Labeled region items:
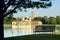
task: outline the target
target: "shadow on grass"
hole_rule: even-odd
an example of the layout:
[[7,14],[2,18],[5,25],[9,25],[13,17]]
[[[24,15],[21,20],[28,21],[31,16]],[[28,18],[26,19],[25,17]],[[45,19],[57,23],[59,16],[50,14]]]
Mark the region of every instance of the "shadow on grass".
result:
[[4,40],[60,40],[60,35],[34,34],[34,35],[4,38]]

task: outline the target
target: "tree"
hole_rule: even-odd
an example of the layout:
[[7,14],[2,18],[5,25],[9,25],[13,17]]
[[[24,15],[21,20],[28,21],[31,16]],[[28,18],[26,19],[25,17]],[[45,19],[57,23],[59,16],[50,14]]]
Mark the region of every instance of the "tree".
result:
[[42,22],[43,22],[43,24],[48,24],[49,23],[49,19],[47,18],[47,16],[44,16],[42,18]]
[[[43,2],[41,2],[43,1]],[[46,2],[44,2],[46,1]],[[40,0],[38,2],[34,2],[31,0],[0,0],[0,38],[3,37],[3,21],[4,17],[18,10],[26,9],[26,8],[48,8],[51,6],[50,0]],[[10,8],[10,9],[9,9]],[[11,10],[11,11],[8,11]]]
[[56,17],[57,24],[60,24],[60,16]]
[[55,17],[49,17],[49,23],[50,24],[57,24]]
[[42,17],[35,17],[34,20],[40,20],[40,21],[42,21]]

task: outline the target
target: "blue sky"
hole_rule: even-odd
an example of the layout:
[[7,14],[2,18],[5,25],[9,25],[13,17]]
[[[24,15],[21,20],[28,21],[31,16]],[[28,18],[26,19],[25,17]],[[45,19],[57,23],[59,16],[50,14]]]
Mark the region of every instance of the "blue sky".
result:
[[50,17],[50,16],[60,16],[60,0],[52,0],[52,6],[49,7],[49,8],[39,8],[39,9],[27,9],[27,12],[20,12],[18,11],[18,13],[15,13],[13,17],[29,17],[31,16],[31,12],[34,11],[35,12],[35,16],[47,16],[47,17]]

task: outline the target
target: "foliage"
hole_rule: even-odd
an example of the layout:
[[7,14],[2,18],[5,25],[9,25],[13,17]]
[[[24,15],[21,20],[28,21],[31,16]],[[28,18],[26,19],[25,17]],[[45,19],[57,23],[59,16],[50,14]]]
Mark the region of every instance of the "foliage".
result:
[[4,40],[59,40],[59,39],[60,35],[54,35],[54,34],[41,34],[41,35],[35,34],[35,35],[4,38]]
[[56,17],[57,24],[60,24],[60,16]]
[[35,17],[34,20],[40,20],[42,21],[43,24],[60,24],[60,16],[55,17],[49,17],[47,16],[44,17]]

[TASK GOAL] Rewrite every line of the items above as a Markdown table with the columns "Index" and "Entry", numbering the rows in order and omitting blank lines. Leave the pictures out.

[EXERCISE SOLUTION]
| Index | Entry |
|---|---|
| 1 | task: outline the target |
| 2 | target: "shadow on grass" |
| 3 | hole_rule: even-odd |
| 4 | an example of the layout: |
| 5 | [[7,14],[2,18],[5,25],[9,25],[13,17]] |
| 6 | [[[24,15],[21,20],[28,21],[31,16]],[[28,18],[26,19],[25,17]],[[45,19],[57,23],[59,16],[50,14]]] |
| 7 | Mark the region of every instance of the "shadow on grass". |
| 8 | result: |
| 9 | [[4,40],[60,40],[60,35],[34,34],[34,35],[4,38]] |
| 10 | task: outline the target |
| 11 | target: "tree" |
| 12 | hole_rule: even-odd |
| 13 | an example of the layout: |
| 14 | [[7,14],[2,18],[5,25],[9,25],[13,17]] |
| 15 | [[[24,15],[21,20],[28,21],[31,16]],[[28,18],[26,19],[25,17]],[[45,19],[57,23],[59,16],[50,14]]] |
| 16 | Mark the region of every instance of the "tree". |
| 17 | result: |
| 18 | [[42,22],[43,22],[43,24],[48,24],[49,23],[49,19],[47,18],[47,16],[44,16],[42,18]] |
| 19 | [[[43,2],[41,2],[43,1]],[[46,2],[44,2],[46,1]],[[40,0],[38,2],[34,2],[31,0],[0,0],[0,38],[3,37],[3,21],[4,17],[18,10],[26,9],[26,8],[48,8],[51,6],[50,0]],[[10,8],[10,9],[9,9]],[[11,10],[11,11],[8,11]]] |
| 20 | [[56,17],[57,24],[60,24],[60,16]] |
| 21 | [[55,17],[49,17],[49,23],[50,24],[57,24]] |
| 22 | [[42,17],[35,17],[34,20],[40,20],[40,21],[42,21]] |
| 23 | task: outline the target |
| 24 | target: "blue sky" |
| 25 | hole_rule: even-odd |
| 26 | an example of the layout: |
| 27 | [[7,14],[2,18],[5,25],[9,25],[13,17]] |
| 28 | [[[24,15],[21,20],[28,21],[31,16]],[[28,18],[26,19],[25,17]],[[45,19],[57,23],[59,16],[50,14]]] |
| 29 | Mark the region of every instance of the "blue sky". |
| 30 | result: |
| 31 | [[50,17],[50,16],[60,16],[60,0],[52,0],[52,6],[49,7],[49,8],[39,8],[39,9],[27,9],[27,12],[20,12],[18,11],[18,13],[15,13],[13,17],[29,17],[31,16],[31,12],[34,11],[35,12],[35,16],[47,16],[47,17]] |
| 32 | task: outline the target |
| 33 | target: "foliage" |
| 34 | hole_rule: even-odd |
| 35 | an example of the layout: |
| 36 | [[7,14],[2,18],[5,25],[9,25],[13,17]] |
| 37 | [[[24,15],[21,20],[28,21],[31,16]],[[28,18],[26,19],[25,17]],[[45,19],[57,23],[59,16],[50,14]]] |
| 38 | Mark the region of every instance of the "foliage". |
| 39 | result: |
| 40 | [[4,40],[59,40],[59,39],[60,35],[54,35],[54,34],[41,34],[41,35],[35,34],[35,35],[4,38]] |
| 41 | [[56,17],[57,24],[60,24],[60,16]] |
| 42 | [[35,17],[34,20],[40,20],[42,21],[43,24],[60,24],[60,16],[55,17],[49,17],[47,16],[44,17]] |